◆ **Work to do**
Beginning at the line containing "out the sunlit", output every line to the end of the data below exactly as it appears.

◆ **Material for the task**
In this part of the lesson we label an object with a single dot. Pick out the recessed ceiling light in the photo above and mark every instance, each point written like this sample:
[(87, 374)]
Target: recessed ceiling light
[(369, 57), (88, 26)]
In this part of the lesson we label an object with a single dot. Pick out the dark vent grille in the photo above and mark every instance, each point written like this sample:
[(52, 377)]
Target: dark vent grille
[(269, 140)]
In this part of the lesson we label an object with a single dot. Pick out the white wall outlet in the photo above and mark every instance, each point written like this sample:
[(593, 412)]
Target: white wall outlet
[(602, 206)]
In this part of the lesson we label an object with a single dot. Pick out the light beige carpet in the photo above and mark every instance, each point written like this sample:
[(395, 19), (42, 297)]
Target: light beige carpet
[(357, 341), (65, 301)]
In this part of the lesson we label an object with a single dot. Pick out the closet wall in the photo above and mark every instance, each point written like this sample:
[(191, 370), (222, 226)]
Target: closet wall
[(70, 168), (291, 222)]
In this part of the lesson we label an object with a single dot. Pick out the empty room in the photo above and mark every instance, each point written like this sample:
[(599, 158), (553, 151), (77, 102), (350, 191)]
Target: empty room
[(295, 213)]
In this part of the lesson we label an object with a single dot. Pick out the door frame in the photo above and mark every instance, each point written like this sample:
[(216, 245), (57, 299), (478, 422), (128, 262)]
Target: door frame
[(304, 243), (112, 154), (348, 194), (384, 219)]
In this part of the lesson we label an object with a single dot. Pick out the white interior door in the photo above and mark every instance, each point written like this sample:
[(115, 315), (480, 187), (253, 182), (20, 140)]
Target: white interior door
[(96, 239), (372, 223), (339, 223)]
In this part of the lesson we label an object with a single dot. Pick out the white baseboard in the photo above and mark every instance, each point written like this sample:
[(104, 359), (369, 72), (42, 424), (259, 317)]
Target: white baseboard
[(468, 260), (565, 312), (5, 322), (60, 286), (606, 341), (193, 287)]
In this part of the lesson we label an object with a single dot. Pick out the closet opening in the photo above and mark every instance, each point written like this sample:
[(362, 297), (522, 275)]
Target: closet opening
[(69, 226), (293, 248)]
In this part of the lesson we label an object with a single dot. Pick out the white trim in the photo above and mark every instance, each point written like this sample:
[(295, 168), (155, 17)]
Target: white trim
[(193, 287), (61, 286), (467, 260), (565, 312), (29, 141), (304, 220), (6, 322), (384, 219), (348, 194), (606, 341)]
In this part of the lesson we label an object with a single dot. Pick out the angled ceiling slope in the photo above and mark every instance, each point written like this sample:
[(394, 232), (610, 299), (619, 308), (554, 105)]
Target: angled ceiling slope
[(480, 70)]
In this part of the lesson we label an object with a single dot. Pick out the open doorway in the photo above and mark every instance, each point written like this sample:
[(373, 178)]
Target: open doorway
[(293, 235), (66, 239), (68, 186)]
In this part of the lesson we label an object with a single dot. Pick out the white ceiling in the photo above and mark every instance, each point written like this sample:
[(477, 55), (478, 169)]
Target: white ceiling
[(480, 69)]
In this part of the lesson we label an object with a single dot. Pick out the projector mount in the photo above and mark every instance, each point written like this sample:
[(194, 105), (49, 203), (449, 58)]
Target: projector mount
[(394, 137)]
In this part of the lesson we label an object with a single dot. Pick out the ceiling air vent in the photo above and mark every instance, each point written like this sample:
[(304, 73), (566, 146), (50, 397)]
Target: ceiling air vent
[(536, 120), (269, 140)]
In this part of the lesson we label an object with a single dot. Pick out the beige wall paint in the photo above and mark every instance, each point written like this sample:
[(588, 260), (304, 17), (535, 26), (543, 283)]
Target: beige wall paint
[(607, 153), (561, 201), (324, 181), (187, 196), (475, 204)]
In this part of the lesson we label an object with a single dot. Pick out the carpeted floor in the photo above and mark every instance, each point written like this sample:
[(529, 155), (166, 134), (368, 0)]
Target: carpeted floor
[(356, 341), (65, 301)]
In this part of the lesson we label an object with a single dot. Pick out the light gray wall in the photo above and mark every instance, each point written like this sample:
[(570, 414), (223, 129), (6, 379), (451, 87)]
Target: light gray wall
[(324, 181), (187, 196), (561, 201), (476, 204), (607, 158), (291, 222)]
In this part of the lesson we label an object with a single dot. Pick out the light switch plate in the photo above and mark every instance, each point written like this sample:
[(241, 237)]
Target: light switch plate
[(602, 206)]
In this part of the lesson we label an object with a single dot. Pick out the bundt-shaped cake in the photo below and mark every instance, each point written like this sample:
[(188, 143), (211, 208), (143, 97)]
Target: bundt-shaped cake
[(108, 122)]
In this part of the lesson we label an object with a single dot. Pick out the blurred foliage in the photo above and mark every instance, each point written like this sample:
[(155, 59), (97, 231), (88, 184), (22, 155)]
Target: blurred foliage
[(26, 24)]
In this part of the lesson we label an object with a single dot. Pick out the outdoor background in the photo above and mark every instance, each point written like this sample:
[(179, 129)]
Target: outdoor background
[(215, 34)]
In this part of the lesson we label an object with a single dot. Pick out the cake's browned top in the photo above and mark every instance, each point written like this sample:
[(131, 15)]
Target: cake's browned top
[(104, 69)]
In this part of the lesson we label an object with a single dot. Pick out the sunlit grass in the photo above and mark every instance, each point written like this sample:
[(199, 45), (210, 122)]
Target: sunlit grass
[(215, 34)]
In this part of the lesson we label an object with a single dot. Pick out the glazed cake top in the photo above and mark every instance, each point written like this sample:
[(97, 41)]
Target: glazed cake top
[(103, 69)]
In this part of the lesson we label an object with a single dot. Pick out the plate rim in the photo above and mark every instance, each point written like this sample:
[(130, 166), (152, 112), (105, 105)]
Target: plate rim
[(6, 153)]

◆ **Exercise solution**
In this part of the lesson we label an object with a single dot. Pick out the sunlit grass in the photo above and mark every instance, each point written like this sample:
[(199, 45), (210, 122)]
Target: sunlit grass
[(215, 34)]
In this part of the lesson we label an object with a single dot. Pick out the glazed cake top in the photo above and mark every instance, each point written like this sample:
[(97, 41)]
Target: glazed cake top
[(103, 69)]
In this part of the lesson we label an object with a single dot. Pick out the plate rim in the photo above and mark every instance, each point written like this sample:
[(130, 166), (152, 112), (105, 105)]
Target: plate rim
[(6, 153)]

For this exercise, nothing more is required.